» **Text segment**:
· · ·

Moreover, as it happened, the representations made by Welsh to the accused, in the course of the conversation between himself and Mrs Deed were, in the main, correct. He had been in serious trouble with the police for his threatening conduct towards a man called Armstrong and had been twice arrested on 30 June 2001 -- initially for committing certain alleged offences and then for breach of police bail.
On any view, he was, as he indicated to Mrs Deed, in serious trouble. His suggestion that the police had told him that he was up for 15 to 20 years in respect of the death of Mr Cook and that the police knew far more than he imagined was entirely his own concoction, based, he said, on his knowledge gained when he had served a prison term for some earlier offence. I am satisfied that the police did not suggest that he make such statements. Both Detective Keane and Detective Sergeant Boileau were patently honest witnesses and I accept the general thrust of their evidence.
When spoken to by the police on the following day, the accused Deed denied any involvement in the death of the deceased, refuted the story told by Welsh, declined to participate in a detailed record of interview and sought the assistance of a solicitor. She was arrested and charged with murder.
Shortly before trial, the Crown accepted a plea of guilty by Welsh to the lesser offence of assisting a principal offender (CLCA s241). He is due to be sentenced in respect of that offence in the course of the next few days and has undertaken to give evidence for the Crown against the accused.
The grounds of the present Rule 9 application are expressed as under -
“A.The recording of the conversation was not authorised by a warrant under the Listening Devices Act.

· · ·

» **Information supplied**:
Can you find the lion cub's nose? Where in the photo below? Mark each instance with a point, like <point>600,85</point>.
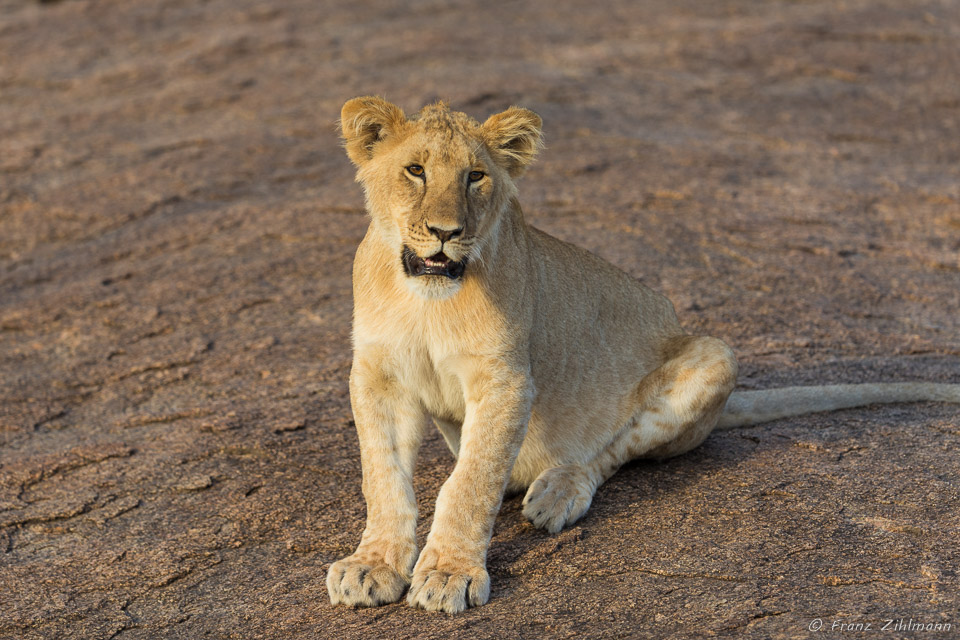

· · ·

» **Task to carry out**: Reproduce, word for word, the stretch of the judgment excerpt from "When spoken to" through "against the accused.".

» **Output for this exercise**:
When spoken to by the police on the following day, the accused Deed denied any involvement in the death of the deceased, refuted the story told by Welsh, declined to participate in a detailed record of interview and sought the assistance of a solicitor. She was arrested and charged with murder.
Shortly before trial, the Crown accepted a plea of guilty by Welsh to the lesser offence of assisting a principal offender (CLCA s241). He is due to be sentenced in respect of that offence in the course of the next few days and has undertaken to give evidence for the Crown against the accused.